• Task directions: Once the data has been read, return all of it precisely as written.

• Provided data:
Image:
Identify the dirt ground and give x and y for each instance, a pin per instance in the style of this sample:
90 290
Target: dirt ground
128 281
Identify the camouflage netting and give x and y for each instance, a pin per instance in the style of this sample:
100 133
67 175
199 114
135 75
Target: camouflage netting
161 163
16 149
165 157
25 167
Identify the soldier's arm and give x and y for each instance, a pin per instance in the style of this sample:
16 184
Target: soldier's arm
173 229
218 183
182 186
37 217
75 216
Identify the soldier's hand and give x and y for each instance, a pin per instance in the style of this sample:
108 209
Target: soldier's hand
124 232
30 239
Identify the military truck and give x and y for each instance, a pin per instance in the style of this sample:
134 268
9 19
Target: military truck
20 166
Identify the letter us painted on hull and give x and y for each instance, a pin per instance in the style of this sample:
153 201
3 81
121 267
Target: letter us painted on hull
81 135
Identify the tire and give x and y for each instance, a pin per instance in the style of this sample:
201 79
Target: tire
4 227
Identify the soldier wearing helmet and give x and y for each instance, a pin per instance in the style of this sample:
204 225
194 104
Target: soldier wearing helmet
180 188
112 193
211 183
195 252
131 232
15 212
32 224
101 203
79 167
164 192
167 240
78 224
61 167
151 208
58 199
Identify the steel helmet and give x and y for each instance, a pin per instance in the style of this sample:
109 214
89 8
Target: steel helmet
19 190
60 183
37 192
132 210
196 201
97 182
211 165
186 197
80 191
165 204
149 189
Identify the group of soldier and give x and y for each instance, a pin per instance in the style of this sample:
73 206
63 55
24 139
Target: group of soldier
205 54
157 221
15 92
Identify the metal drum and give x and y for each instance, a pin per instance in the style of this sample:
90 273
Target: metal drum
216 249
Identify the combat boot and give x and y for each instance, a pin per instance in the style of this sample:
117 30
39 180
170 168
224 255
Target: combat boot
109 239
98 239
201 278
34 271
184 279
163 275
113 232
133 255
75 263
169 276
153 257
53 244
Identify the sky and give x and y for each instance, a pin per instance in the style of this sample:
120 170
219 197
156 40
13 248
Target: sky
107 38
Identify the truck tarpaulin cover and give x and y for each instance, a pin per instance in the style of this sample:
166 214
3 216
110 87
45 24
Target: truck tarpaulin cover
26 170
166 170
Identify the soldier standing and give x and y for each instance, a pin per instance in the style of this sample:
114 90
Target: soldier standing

• Response:
Image:
Identify the dirt ground and give x and y for each instance, a pin per instance in the style of this sample:
90 290
Target: dirt ground
128 281
Identify the camouflage netting and give x and y for each instance, a pin per instance in the style of this sample:
100 133
67 175
199 114
135 75
Target: camouflage netting
161 163
16 149
165 157
25 167
Identify the soldier's arm and give x and y for each instance, a pin per instance in the style of this sample:
16 184
Target: soldier's arm
173 229
218 183
182 186
37 217
75 216
Identify the soldier's hand and give x and y for each instance, a pin per instance in the style of this sample:
108 209
Target: soldier's hand
124 232
30 239
Identify the military truck and give x and y for each instance, a pin per instance in the style of this sample:
134 268
9 19
Target: military truck
20 166
Identify the letter us painted on hull and give x and y for each instance, a pin per instance in the style of this sample:
153 201
3 81
121 267
Target: letter us painted on hull
81 135
Identify the tire and give x and y for each instance, a pin per instance in the style of this sample:
201 79
Target: tire
4 227
Identify the soldier wearing helmet and give x and y for each instance, a pin per instance in the style of this sample:
204 225
194 104
Target: soldier wearing helmet
180 188
112 193
211 183
195 252
131 232
15 212
32 224
101 203
79 167
164 192
167 240
78 224
61 167
151 208
58 199
Identify the steel helmet and give x and y for each instance, a pin per instance in the style of this sample:
109 214
89 8
Target: steel helmet
19 190
60 183
37 192
132 210
196 201
97 182
211 165
186 197
80 191
165 204
149 189
Identify the group of soldier and give x and y for each instance, a pin per instance in the style of this sample:
73 206
63 55
24 139
Target: group of soldier
205 54
157 221
15 92
Identify the metal drum and give x and y for each instance, a pin per instance in the style of this sample:
90 273
Target: metal drum
216 249
Identify the combat boot and give x and y for each instance, a pin per instance in the style of this sample:
117 30
39 180
170 168
224 255
Target: combat boot
109 239
98 239
201 278
34 271
184 279
163 275
113 232
133 255
75 263
169 276
153 257
53 244
Identify the sky and give x and y for each instance, a pin per instance in the style of this sample:
120 170
219 197
156 40
13 248
Target: sky
107 38
Identify the truck tarpaulin cover and give x and y for each instance, a pin per instance in the style of this sample:
166 214
3 216
110 87
45 24
Target: truck tarpaulin cover
26 170
166 170
Identify the soldier standing and give x and y for each instance, a pin per instance in the style of this sample:
114 90
Target: soldier standing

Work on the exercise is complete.